* [WHAT YOU NEED TO DO]: Where the line containing "Can you see the granola" appears in the records below, begin there and write out each line exactly until the last one, and nothing more.
------
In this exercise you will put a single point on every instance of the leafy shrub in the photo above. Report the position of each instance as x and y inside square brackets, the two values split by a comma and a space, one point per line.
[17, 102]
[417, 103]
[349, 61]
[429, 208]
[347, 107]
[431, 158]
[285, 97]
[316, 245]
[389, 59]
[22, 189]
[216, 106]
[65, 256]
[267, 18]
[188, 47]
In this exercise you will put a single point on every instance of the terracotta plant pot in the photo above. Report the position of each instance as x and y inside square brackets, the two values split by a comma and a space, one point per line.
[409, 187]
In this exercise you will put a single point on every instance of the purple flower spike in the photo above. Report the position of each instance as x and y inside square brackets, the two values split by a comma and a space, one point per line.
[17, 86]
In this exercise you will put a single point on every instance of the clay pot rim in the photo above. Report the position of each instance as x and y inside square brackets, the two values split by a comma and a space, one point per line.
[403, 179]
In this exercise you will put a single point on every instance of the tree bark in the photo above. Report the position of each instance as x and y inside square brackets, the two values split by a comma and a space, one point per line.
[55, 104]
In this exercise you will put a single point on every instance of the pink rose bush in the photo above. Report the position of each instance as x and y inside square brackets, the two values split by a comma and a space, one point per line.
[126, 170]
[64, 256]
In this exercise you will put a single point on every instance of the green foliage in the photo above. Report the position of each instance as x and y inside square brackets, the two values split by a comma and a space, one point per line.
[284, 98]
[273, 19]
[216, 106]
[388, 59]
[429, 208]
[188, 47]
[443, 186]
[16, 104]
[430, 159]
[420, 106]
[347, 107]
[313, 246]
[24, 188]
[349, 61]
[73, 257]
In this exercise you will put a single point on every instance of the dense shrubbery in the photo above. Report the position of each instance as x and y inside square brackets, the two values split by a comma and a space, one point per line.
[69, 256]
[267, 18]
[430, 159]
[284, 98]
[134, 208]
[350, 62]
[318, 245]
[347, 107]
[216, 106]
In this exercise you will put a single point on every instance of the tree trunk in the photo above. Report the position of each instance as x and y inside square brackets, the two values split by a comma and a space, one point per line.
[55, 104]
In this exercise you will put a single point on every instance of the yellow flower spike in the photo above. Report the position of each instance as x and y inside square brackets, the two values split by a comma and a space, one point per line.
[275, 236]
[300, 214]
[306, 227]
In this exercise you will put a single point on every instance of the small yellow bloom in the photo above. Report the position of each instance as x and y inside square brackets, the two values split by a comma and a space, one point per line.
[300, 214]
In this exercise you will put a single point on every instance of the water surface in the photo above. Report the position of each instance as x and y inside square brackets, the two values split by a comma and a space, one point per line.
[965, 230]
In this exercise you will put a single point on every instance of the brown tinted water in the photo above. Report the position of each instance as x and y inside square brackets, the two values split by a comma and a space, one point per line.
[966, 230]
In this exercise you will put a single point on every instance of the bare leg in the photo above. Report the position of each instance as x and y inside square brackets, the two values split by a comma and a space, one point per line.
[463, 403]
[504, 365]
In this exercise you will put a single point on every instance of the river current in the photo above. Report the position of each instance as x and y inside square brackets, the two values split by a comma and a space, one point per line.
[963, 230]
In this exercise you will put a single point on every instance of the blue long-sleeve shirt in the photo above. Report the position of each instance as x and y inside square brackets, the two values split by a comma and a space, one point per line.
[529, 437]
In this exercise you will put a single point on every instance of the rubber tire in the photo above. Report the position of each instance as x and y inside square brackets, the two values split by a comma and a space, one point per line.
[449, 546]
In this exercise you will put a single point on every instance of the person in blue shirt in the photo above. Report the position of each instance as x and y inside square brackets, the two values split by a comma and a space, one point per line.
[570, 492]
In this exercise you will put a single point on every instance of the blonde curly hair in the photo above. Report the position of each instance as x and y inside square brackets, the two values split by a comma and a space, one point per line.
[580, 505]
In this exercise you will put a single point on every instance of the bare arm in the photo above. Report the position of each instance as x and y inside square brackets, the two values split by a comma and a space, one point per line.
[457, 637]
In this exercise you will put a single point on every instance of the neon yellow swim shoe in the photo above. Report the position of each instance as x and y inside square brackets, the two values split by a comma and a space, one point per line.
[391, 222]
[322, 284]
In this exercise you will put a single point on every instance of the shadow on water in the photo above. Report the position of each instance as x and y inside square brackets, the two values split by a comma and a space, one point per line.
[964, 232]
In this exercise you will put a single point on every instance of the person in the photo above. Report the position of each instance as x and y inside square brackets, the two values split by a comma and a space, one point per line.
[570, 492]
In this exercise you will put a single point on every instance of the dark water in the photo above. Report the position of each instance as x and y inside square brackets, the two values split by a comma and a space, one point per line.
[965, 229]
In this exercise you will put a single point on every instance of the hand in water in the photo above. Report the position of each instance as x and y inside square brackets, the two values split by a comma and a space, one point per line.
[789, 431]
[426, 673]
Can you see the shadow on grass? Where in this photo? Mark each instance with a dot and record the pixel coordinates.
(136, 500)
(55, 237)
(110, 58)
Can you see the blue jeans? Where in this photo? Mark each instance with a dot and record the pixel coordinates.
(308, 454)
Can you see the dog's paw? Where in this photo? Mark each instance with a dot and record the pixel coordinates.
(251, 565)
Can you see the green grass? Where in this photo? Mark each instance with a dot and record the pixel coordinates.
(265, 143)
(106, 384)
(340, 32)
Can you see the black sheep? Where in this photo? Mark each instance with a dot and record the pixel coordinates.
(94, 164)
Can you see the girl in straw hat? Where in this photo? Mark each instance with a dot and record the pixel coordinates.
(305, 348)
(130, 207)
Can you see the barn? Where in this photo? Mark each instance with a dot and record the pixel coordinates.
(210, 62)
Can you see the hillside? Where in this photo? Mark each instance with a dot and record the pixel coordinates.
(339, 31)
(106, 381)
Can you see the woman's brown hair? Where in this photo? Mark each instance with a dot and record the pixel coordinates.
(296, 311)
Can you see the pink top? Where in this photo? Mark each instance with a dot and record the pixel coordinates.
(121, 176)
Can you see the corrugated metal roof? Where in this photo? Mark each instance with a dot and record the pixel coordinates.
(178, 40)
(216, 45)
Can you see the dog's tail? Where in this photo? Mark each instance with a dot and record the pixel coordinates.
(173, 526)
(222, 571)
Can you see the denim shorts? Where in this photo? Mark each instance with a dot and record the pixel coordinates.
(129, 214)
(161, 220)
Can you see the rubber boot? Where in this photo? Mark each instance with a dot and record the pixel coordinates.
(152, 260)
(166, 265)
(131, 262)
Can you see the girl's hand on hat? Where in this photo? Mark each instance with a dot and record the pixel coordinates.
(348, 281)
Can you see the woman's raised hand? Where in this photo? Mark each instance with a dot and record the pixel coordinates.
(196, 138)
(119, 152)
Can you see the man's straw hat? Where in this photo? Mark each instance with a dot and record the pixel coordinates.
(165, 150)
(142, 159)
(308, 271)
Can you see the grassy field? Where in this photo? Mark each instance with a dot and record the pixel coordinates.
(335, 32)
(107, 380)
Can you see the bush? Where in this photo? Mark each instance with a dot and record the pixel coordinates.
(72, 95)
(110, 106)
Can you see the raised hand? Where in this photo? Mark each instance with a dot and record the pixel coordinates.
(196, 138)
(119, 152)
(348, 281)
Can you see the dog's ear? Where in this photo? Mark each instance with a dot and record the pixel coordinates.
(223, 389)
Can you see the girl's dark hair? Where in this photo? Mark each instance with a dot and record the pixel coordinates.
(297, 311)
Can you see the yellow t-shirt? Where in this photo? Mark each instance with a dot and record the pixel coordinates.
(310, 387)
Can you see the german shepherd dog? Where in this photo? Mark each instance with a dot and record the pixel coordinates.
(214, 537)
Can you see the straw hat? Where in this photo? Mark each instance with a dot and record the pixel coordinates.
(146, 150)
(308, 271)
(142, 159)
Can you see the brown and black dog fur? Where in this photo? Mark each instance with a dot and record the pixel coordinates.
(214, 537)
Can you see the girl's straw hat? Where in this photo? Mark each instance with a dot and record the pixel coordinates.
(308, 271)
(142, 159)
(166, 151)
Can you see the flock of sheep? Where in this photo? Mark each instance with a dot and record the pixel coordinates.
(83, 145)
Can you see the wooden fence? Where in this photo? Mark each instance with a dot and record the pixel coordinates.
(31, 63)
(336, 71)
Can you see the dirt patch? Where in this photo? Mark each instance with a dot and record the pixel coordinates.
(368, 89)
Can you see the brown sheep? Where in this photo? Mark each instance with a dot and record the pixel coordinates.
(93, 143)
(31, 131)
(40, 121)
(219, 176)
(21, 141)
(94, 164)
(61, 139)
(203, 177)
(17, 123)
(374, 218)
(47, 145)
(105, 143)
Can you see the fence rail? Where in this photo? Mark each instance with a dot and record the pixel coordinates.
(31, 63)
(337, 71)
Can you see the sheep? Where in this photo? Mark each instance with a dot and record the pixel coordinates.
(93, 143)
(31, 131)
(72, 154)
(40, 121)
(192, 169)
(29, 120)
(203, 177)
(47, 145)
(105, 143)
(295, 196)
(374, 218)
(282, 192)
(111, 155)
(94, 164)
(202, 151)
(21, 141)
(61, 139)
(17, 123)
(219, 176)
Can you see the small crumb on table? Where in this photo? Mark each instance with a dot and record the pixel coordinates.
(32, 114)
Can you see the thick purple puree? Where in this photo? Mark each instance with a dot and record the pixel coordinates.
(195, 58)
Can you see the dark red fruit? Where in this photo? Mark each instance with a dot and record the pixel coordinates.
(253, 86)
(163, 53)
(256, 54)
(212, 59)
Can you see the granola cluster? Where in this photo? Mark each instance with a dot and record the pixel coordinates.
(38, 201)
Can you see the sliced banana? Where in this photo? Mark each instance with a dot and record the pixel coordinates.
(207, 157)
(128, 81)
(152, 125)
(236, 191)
------
* [RESPONSE]:
Can you see the granola cluster? Where in this photo? Mark each instance with a dot and record the pixel coordinates.
(38, 201)
Can you see the sliced banana? Where in this photo? Mark each instance with a dot and record the pixel coordinates.
(207, 157)
(128, 81)
(152, 125)
(236, 191)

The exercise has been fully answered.